INSTRUCTIONS FOR THE TASK: Write out every item below as a numbered list, one line per entry, with blank lines left out. Leave the pictures out of your answer.

DATA FOR THIS TASK:
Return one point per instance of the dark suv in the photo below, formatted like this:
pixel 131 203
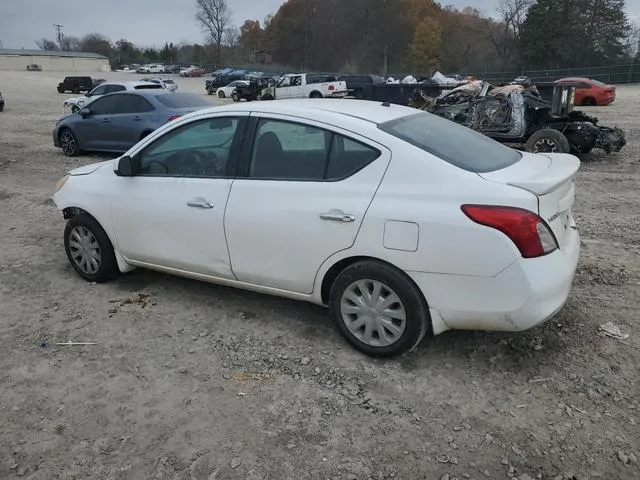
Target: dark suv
pixel 76 84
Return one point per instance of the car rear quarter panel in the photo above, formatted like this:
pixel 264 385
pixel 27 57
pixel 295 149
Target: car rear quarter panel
pixel 429 192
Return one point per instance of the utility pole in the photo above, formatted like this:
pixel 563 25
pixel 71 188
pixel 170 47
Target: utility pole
pixel 59 33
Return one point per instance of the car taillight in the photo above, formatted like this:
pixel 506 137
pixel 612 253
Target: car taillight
pixel 527 230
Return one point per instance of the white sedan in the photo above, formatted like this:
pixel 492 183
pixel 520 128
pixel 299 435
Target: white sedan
pixel 226 92
pixel 401 222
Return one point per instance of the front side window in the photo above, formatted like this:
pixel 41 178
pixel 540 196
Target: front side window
pixel 293 151
pixel 198 149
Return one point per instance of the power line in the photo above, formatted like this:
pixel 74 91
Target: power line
pixel 59 32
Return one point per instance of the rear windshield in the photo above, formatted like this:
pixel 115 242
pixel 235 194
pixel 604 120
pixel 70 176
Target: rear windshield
pixel 183 100
pixel 453 143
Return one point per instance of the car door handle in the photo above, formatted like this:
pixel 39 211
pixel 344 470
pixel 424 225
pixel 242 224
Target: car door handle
pixel 200 203
pixel 337 217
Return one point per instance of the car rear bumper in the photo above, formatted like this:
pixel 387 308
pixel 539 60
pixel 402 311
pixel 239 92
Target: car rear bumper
pixel 525 294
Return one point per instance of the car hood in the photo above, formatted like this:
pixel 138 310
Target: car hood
pixel 87 169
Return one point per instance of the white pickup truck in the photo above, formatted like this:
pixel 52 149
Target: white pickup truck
pixel 305 85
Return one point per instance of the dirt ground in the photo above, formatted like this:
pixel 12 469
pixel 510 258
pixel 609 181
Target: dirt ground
pixel 193 381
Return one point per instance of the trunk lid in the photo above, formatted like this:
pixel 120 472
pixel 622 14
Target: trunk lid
pixel 550 177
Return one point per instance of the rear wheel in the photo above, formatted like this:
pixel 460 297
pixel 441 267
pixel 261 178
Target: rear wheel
pixel 69 142
pixel 378 309
pixel 548 140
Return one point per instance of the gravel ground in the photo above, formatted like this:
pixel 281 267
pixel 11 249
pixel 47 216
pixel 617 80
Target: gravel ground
pixel 194 381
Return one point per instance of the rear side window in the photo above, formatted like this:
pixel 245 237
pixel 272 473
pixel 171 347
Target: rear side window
pixel 145 87
pixel 132 104
pixel 453 143
pixel 296 152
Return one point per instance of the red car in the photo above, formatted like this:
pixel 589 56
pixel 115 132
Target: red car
pixel 593 93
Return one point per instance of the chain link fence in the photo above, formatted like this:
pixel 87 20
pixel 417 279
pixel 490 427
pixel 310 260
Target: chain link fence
pixel 629 73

SOLUTION FOR THIS PROBLEM:
1. Return one point per instance of the dark suv in the photo below, formatted like this:
2. pixel 131 203
3. Target: dark suv
4. pixel 76 84
5. Return one point per instance of the car rear quarter panel in the photo above, formatted like this:
6. pixel 264 385
7. pixel 27 57
8. pixel 295 149
9. Target: car rear quarter panel
10. pixel 429 192
11. Return one point per instance of the utility pole in the photo above, formatted like this:
12. pixel 563 25
13. pixel 71 188
14. pixel 170 47
15. Target: utility pole
16. pixel 59 33
17. Return one point per instance of the car taillight in the photo above, formatted like this:
18. pixel 506 137
19. pixel 612 253
20. Target: car taillight
21. pixel 527 230
22. Return one point per instance of the white sedan in the photo above, formatted like this:
23. pixel 492 183
24. pixel 520 128
25. pixel 299 435
26. Target: white sedan
27. pixel 226 92
28. pixel 401 222
29. Return one point per instance of the front side window in the photo above, formatted like this:
30. pixel 41 178
31. pixel 540 196
32. Target: front side window
33. pixel 293 151
34. pixel 198 149
35. Return one point per instance of the power line in the photo above, formatted like this:
36. pixel 74 91
37. Target: power line
38. pixel 59 32
39. Return one point per instance of the rear windshield in the photo above, formatted like this:
40. pixel 115 242
41. pixel 235 194
42. pixel 604 120
43. pixel 70 176
44. Target: rear windshield
45. pixel 183 100
46. pixel 453 143
47. Return one point per instance of the car door handle in the photo above, formatted like this:
48. pixel 39 211
49. pixel 344 470
50. pixel 424 225
51. pixel 242 224
52. Target: car door handle
53. pixel 200 203
54. pixel 337 217
55. Return one point per instance of the car rear bumper in the photo above, formatted like this:
56. pixel 387 308
57. pixel 539 60
58. pixel 402 311
59. pixel 239 92
60. Target: car rear bumper
61. pixel 525 294
62. Return one point per instance of the car hood in the photo above, formatted like this:
63. pixel 138 310
64. Target: car hood
65. pixel 87 169
66. Return one point per instance of the white pickup truck in the photo above, formatted like this:
67. pixel 52 149
68. Target: white pickup truck
69. pixel 305 85
70. Return one point per instance of the dirt ground in the photo above, formatted like this:
71. pixel 12 469
72. pixel 510 258
73. pixel 609 181
74. Target: dirt ground
75. pixel 193 381
76. Return one point per instance of the trunk lid in the photo above, formatted like this:
77. pixel 120 472
78. pixel 622 14
79. Target: trunk lid
80. pixel 550 177
81. Return one point per instance of the rear wheel in the photo above, formatted like this:
82. pixel 460 297
83. pixel 441 267
84. pixel 261 178
85. Target: rear wheel
86. pixel 69 142
87. pixel 378 309
88. pixel 548 140
89. Return one point per instance of the gravel ground in the photo above, formatted like this:
90. pixel 281 267
91. pixel 11 249
92. pixel 47 216
93. pixel 617 80
94. Target: gravel ground
95. pixel 194 381
96. Return one point per instance of the rear side window in the photo above, formatted like this:
97. pixel 245 237
98. pixel 272 473
99. pixel 171 347
100. Target: rear side window
101. pixel 145 87
102. pixel 132 104
103. pixel 453 143
104. pixel 296 152
105. Return one point per instance of the red car in the photo above, formatted like this:
106. pixel 589 56
107. pixel 115 132
108. Target: red car
109. pixel 593 93
110. Return one point per instance of the chain link fence in the photo above, formatted like this:
111. pixel 87 20
112. pixel 417 279
113. pixel 490 427
114. pixel 310 260
115. Target: chain link fence
116. pixel 629 73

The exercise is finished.